(ЗАДАНИЯ)
(a) В каком году на берегу Унжи была образована Таёжная станция Академии наук СССР, согласно тексту для чтения?
(b) Перепишите дословно фрагмент текста для чтения между словами «В 1978 году» и «домой, в Кострому.» включительно.

(ТЕКСТ ДЛЯ ЧТЕНИЯ)
§ §
В 1978 году мы с женой закончили институт и поехали на работу в сельскую Усольскую восьмилетнюю школу, в посёлок Карьково Мантуровского района Костромской области. Будучи далеко не последними на своем курсе, мы имели возможность выбора места распределения. Незадолго до окончания Костромского пединститута, я пошёл в областной отдел образования. До сих пор хорошо помню инспектора, который занимался тогда кадровыми вопросами по фамилии Уханов. Внимательно выслушав меня, он предложил несколько вариантов школ, где были нужны два специалиста, в том числе Усольскую школу в Мантуровском районе. На Усольскую школу в поселке Карьково наш выбор пал потому, что располагалась она неподалеку от большой автомобильной дороги Кострома-Мантурово с регулярным автобусным сообщением, а значит, можно было относительно просто ездить домой, в Кострому.
Но самое главное заключалось в том, что Карьково стояло на правом берегу реки Унжи, а за Унжей простиралось Унженско-Ветлужское междуречье, мало населённый край, в силу своих особенностей с давних времен бывший обширным участком почти нетронутой, дикой природы. Именно между Унжей и Ветлугой берёт начало легендарный Керженец, где пару веков назад укрывались раскольничьи скиты. Здесь ещё в начале XX века обитали последние лесные северные олени, здесь же до сих пор встречались орлы-беркуты и другие редкие пернатые хищники, которых мне очень хотелось наблюдать в естественной среде обитания. Ну и ещё одним существенным аргументом в пользу Карьково было то, что год назад, в 1977 году здесь, на берегу Унжи, была образована Таёжная станция Академии наук СССР, на которую возлагалось изучение природы южной тайги. Мечтая о научной работе, я надеялся наладить контакты со специалистами-зоологами и, может быть, со временем, устроиться туда на работу. Узнав о создании станции, я ещё за год до окончания института, со своим другом, Виктором Маловым, поехал к её директору, Леониду Мироновичу Баскину, который только что начал работу по организации этого научного подразделения. Мы познакомились с Леонидом Мироновичем в д. Леонтьево, где со временем должна была располагаться её главная контора. Пока что у станции был только один деревенский дом, где находился сам Л.М. Баскин, приехавший к нему на несколько дней профессор Дмитрий Иванович Бибиков и молодой научный сотрудник Института эволюционной морфологии и экологии животных Академии наук, только что защитивший кандидатскую диссертацию, Владимир Сергеевич Шишкин. Все они отнеслись к нам, тогда ещё студентам, очень доброжелательно и внимательно. Леонид Миронович одобрил мои планы приехать на работу в местную школу, сказав, что станция пока находится в состоянии становления и на работу принимается лишь технический персонал. При этом он пообещал всемерную помощь и сотрудничество. Вечером Л.М. Баскин поехал на машине в Мантурово отвезти Д.И. Бибикова на поезд в Москву, захватив с собой и нас с Витей.
§ §
Записи коллекции
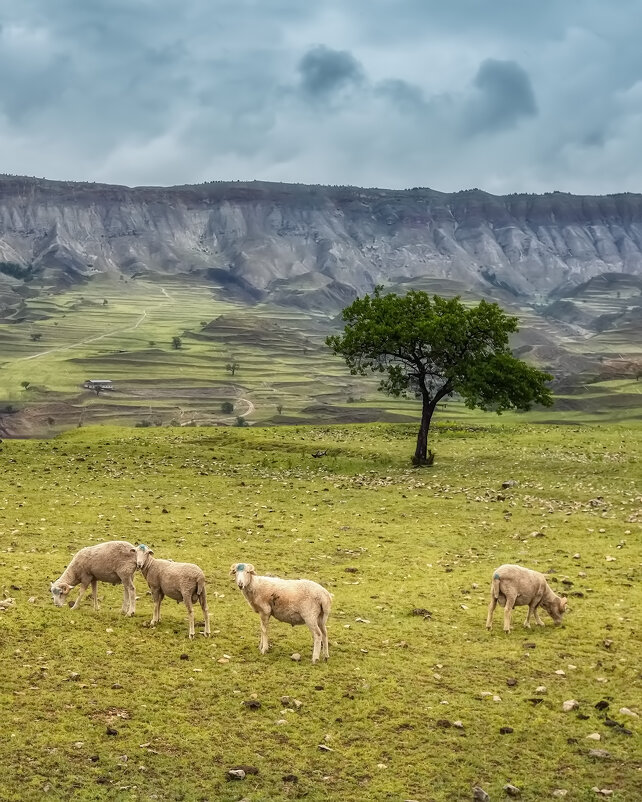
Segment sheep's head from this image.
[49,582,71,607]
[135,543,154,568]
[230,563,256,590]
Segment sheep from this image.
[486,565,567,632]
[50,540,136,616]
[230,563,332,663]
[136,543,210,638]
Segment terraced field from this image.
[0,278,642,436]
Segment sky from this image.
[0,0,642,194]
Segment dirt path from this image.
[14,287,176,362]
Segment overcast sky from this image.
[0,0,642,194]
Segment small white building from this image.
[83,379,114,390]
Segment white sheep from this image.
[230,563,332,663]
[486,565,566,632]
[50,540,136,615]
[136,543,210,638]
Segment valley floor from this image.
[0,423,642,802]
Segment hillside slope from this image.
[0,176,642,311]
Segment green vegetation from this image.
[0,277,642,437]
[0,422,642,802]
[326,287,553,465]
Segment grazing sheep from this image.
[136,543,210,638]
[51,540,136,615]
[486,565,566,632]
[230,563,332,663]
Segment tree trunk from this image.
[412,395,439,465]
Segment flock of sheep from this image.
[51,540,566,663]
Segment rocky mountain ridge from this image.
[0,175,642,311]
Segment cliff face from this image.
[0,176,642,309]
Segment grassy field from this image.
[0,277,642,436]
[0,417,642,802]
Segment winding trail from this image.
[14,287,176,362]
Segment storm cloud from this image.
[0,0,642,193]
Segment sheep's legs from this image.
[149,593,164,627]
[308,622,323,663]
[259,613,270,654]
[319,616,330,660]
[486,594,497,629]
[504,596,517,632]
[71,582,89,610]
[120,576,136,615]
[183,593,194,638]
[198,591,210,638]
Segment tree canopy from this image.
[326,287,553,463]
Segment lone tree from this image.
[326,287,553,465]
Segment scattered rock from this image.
§ §
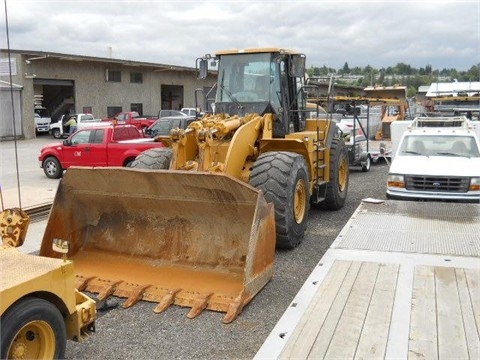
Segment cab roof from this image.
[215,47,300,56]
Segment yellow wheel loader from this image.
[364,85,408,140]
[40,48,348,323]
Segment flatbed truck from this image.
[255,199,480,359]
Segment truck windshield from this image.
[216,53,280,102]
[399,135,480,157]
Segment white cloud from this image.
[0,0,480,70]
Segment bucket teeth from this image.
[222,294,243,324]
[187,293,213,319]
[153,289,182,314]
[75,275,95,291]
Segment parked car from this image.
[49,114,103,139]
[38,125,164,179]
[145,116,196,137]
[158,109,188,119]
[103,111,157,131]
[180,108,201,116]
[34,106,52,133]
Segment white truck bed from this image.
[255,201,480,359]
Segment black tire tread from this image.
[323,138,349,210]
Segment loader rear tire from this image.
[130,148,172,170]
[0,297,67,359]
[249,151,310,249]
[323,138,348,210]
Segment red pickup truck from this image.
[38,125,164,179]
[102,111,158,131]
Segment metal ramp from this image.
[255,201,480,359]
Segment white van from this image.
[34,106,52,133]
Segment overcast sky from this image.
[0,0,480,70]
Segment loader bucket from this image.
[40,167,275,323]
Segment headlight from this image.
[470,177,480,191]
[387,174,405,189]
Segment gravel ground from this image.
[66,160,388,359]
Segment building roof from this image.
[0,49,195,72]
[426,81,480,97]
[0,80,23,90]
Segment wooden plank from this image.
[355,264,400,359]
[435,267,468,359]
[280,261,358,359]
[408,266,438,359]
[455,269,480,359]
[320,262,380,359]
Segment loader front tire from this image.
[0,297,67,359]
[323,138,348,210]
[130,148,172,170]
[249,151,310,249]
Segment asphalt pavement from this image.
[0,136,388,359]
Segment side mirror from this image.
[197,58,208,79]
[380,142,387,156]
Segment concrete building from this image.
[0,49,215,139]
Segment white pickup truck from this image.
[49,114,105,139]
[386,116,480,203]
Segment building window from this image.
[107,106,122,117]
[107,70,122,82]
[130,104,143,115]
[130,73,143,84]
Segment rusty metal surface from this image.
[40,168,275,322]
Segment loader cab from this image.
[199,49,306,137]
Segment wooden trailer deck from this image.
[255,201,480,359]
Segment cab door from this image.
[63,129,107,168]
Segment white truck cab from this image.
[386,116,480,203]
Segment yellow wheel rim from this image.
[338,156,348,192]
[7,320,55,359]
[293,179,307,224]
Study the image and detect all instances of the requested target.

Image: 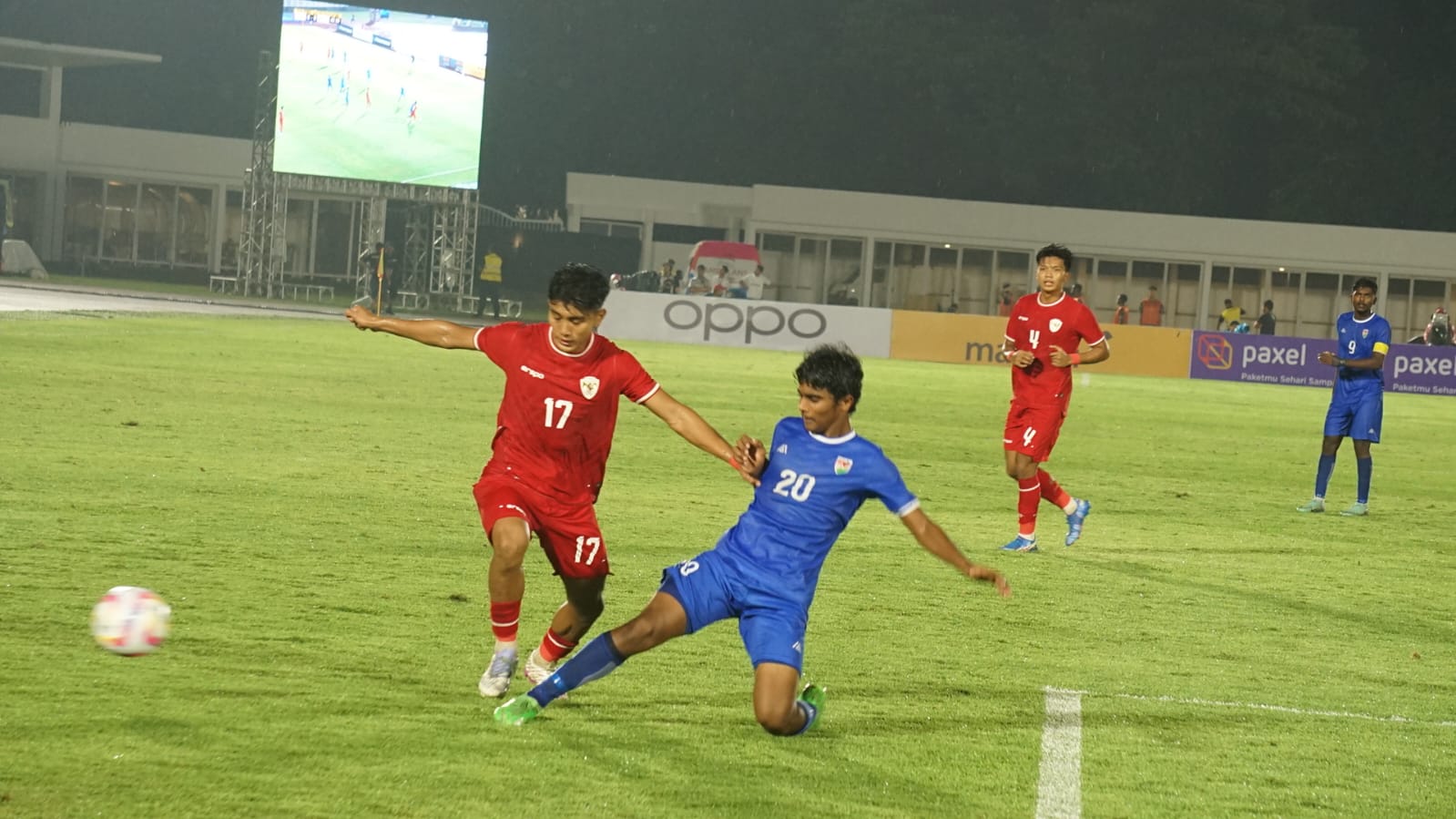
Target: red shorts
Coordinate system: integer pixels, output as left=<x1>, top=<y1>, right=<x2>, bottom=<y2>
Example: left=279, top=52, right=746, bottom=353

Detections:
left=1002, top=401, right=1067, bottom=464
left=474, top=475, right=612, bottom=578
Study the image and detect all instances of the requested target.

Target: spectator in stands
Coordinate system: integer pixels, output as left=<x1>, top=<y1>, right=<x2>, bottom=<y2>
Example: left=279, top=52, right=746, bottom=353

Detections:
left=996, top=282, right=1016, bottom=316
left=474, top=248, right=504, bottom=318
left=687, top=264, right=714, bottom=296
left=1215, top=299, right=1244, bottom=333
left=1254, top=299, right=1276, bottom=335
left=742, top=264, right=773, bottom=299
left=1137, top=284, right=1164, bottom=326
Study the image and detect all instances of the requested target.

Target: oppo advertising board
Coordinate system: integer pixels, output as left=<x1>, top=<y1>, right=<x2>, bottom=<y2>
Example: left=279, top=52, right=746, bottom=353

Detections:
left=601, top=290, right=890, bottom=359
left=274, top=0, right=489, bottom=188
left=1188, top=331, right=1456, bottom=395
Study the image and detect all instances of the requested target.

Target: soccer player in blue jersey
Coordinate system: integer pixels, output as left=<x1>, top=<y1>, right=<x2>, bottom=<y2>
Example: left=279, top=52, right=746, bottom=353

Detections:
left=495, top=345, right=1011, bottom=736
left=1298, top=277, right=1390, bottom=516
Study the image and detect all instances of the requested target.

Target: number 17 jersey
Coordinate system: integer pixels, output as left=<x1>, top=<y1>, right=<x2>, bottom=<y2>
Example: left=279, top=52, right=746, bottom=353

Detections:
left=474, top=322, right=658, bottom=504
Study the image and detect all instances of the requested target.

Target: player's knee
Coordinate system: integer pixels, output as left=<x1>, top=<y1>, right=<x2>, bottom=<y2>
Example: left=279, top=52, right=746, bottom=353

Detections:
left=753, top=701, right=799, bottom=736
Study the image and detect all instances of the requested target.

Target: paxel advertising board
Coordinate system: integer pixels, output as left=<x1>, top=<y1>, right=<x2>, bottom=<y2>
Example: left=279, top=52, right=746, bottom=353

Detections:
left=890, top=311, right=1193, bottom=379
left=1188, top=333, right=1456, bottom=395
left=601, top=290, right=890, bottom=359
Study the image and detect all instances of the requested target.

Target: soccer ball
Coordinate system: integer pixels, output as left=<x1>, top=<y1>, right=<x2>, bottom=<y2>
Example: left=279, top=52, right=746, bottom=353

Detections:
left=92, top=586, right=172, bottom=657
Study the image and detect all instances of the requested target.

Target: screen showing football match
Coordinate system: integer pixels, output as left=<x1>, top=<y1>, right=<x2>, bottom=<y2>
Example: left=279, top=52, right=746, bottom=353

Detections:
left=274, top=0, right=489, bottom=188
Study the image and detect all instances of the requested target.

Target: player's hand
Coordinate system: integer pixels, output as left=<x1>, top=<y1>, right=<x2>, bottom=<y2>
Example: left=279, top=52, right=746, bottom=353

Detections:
§ §
(ОТВЕТЫ К ЗАДАНИЯМ)
(a) В 1977 году.

(b)
В 1978 году мы с женой закончили институт и поехали на работу в сельскую Усольскую восьмилетнюю школу, в посёлок Карьково Мантуровского района Костромской области. Будучи далеко не последними на своем курсе, мы имели возможность выбора места распределения. Незадолго до окончания Костромского пединститута, я пошёл в областной отдел образования. До сих пор хорошо помню инспектора, который занимался тогда кадровыми вопросами по фамилии Уханов. Внимательно выслушав меня, он предложил несколько вариантов школ, где были нужны два специалиста, в том числе Усольскую школу в Мантуровском районе. На Усольскую школу в поселке Карьково наш выбор пал потому, что располагалась она неподалеку от большой автомобильной дороги Кострома-Мантурово с регулярным автобусным сообщением, а значит, можно было относительно просто ездить домой, в Кострому.